_WORK ORDER A_.
Answer the following from the passage on the gifts of the Holy Spirit:
(i) Which verse of Scripture lists the Sanctification Gifts?
(ii) Through the gift of Knowledge, what does the Spirit enable us to distinguish between?
(iii) For what purpose are the Manifestation Gifts given to Christians?
_WORK ORDER B_.
Write the next part of the passage on the gifts of the Holy Spirit, beginning after its final sentence.

_EXCERPT PROVIDED_.
*** Begin section ***

5. Theology makes a distinction between the Sanctification and the Manifestation Gifts of the Holy Spirit. The Sanctification Gifts are the gifts listed in Isaiah 11:2: Wisdom, Understanding, Counsel, Strength, Piety, Fear of the Lord and Knowledge. They are meant to build us up as Christians. They are the gifts of Christian maturation: Wisdom: The Spirit leads us to evaluate all things in the light of the Gospel, helping us to read in our own experiences and in the experiences of the Church the mysterious and loving plan of God. Understanding: The Spirit fosters in us deeper insight into revealed truth, pressing us to proclaim with conviction and power the Good News of salvation. Counsel: The Spirit illuminates the ministry of Christ so that we may direct our activities according to the perspectives of Providence, never allowing ourselves to be swayed by the judgments of the world. Strength/Might: The Spirit enables us to understand and accept sometimes mysterious interweaving of secondary causes with the First Cause in the turn of events in the universe. Piety: The Spirit revives in us the relationship of intimate communion with God and of trusting surrender to his Providence. Fear of the Lord: The Spirit gives us a stronger sense of our own human weakness and of the indispensable role of divine grace, since “neither the one who plants nor the one who waters is anything, but only God who gives growth” (1 Corinthians. 3:7). Knowledge: The Spirit enables us to make a distinction between things of value and things of no substantial value, helping us to set our priorities right. The Manifestation Gifts of the Holy Spirit are those recorded in 1 Corinthians 12:4-11: Service, Faith, Miracles, Healing, Prophecy, Tongues, Interpretation of Tongues, Discernment of spirits, et cetera. These are gifts given by the Holy Spirit to help Christians witness to a hurting world.

*** End section ***

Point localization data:
*** Begin section ***

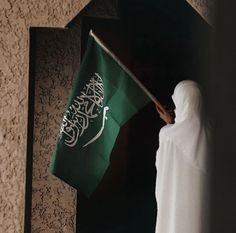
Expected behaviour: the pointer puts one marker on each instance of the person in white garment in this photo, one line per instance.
(182, 182)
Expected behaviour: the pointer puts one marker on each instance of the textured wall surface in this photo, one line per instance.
(204, 8)
(56, 60)
(16, 16)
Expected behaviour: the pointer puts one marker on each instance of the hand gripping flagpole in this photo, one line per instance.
(164, 114)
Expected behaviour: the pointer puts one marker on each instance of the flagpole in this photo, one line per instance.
(159, 106)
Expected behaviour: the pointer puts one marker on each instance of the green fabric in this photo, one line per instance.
(80, 158)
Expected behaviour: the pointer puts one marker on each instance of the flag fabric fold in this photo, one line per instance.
(103, 98)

*** End section ***

_RESPONSE BOX A_.
(i) Isaiah 11:2.
(ii) Things of value and things of no substantial value.
(iii) To help Christians witness to a hurting world.

_RESPONSE BOX B_.
6. Dear Holy People of God, the central question to be asked here could be: What gift of the Holy Spirit do I need most in my life in the here and now? The gifts are there. They have already been given by the Spirit. The gifts are not meant for theology text books or specialized academic papers. The gifts of the Holy Spirit are for every day Christian living, meant to help us live out our Christian faith, to support us in the here and now of our Christian existence. The gifts of the Holy Spirit are meant for electricians, plumbers, carpenters, teachers, nurses, doctors, firefighters, police officers, CEOs, restaurant workers, students, musicians, dancers, et cetera. In other words, the gifts of the Holy Spirit are not meant for some specialized Christians. At every point in which we find ourselves, we can make good use of the gifts of the Holy Spirit.
7. You would have noticed that there is one word that is central to the theology of the Holy Spirit, and that is, GIFT. We talk about the “gifts” of the Holy Spirit in Isaiah and in Corinthians. I am tempted to delve into Augustine’s On the Trinity, Aquinas’ tract in the Summa on the Holy Spirit, Athanasius’ Letters to Serapion, and Didymus the Blind’s On the Holy Spirit, to offer you a theology of the Holy Spirit as GIFT. But that might become a lecture, which will imply that Ste Anne’s will charge you a fee. And since I do not want to stress you up financially, given the already stressful situation that we are living under brought about by COVID 19, I will end here, with this simple invitation: What gift of the Holy Spirit do you feel you need now in your life? Do not hesitate to ask the Holy Spirit for the gift. A surprise awaits you if you do! The Holy Spirit loves you all, and may the Holy Spirit liberate and heal our world! Come O Holy Spirit!